» **Exercise requirements**: Copy the lines starting with the line that contains "Could you point at the chapel" and going on through the line that contains "Query: orange sky", renaming every "record" to "write down" and changing nothing else.

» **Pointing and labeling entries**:

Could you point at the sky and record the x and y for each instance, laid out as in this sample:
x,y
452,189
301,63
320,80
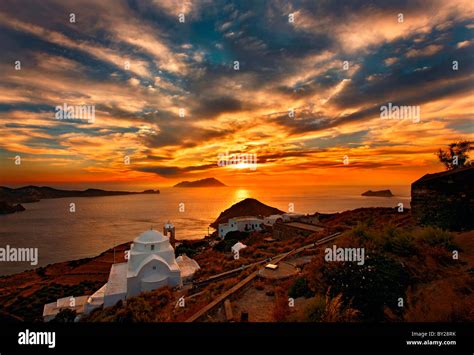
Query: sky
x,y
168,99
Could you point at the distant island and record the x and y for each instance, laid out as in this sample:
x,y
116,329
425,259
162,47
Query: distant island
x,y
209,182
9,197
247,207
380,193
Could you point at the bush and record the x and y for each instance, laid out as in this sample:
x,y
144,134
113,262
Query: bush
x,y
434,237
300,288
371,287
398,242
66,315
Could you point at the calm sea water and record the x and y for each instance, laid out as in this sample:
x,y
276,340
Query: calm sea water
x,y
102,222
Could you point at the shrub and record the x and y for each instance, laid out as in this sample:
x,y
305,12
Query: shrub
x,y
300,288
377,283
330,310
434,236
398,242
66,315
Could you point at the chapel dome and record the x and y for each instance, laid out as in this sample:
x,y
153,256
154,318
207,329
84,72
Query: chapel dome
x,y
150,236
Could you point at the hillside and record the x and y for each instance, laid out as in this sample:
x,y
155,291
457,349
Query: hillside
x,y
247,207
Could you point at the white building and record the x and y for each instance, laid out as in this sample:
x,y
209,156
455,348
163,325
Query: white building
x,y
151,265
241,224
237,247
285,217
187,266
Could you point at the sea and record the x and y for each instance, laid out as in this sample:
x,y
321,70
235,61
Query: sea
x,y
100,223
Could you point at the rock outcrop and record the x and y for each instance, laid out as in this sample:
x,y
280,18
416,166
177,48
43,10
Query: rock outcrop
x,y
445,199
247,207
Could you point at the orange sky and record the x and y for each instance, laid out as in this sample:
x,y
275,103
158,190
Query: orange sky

---

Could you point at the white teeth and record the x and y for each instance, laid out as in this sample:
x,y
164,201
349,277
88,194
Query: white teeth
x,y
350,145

==

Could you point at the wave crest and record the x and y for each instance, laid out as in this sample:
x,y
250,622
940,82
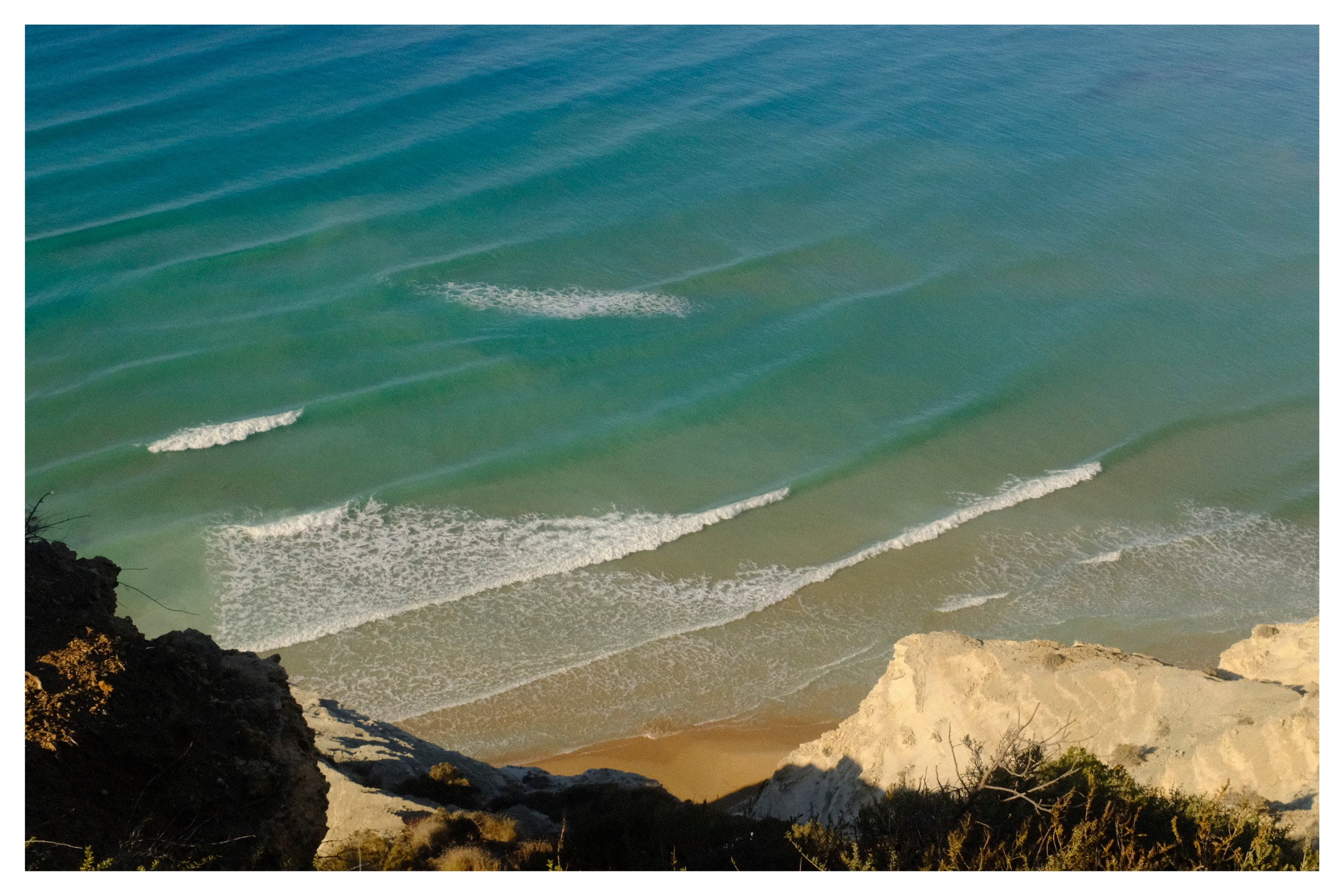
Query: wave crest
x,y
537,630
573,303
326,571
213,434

» **Correct result**:
Could you point at the chapel dome and write down the x and y for each instance, laid out as in this sample:
x,y
153,256
154,318
207,329
84,72
Query: chapel dome
x,y
150,236
Could you point at the hillside and write down the x and y for each instance, laid out as in this sample:
x,y
155,291
457,349
Query: hillside
x,y
247,207
Could you point at the white building and write down the x and y for each instance, laid out as in this sample:
x,y
209,156
455,348
163,325
Query: white building
x,y
151,265
241,224
237,247
285,217
187,266
Could you point at the sea and write down the x and y for each instance, laid out as in this sample:
x,y
321,70
235,61
Query: sea
x,y
100,223
Could you point at the rock outcrop and write down the x and y for each instance, laid out as in this sample:
x,y
280,18
416,166
177,48
43,10
Query: rock outcrop
x,y
445,199
247,207
Could you point at the orange sky and write down the x and y for each instance, laid out as in this sample:
x,y
275,103
158,190
Query: orange sky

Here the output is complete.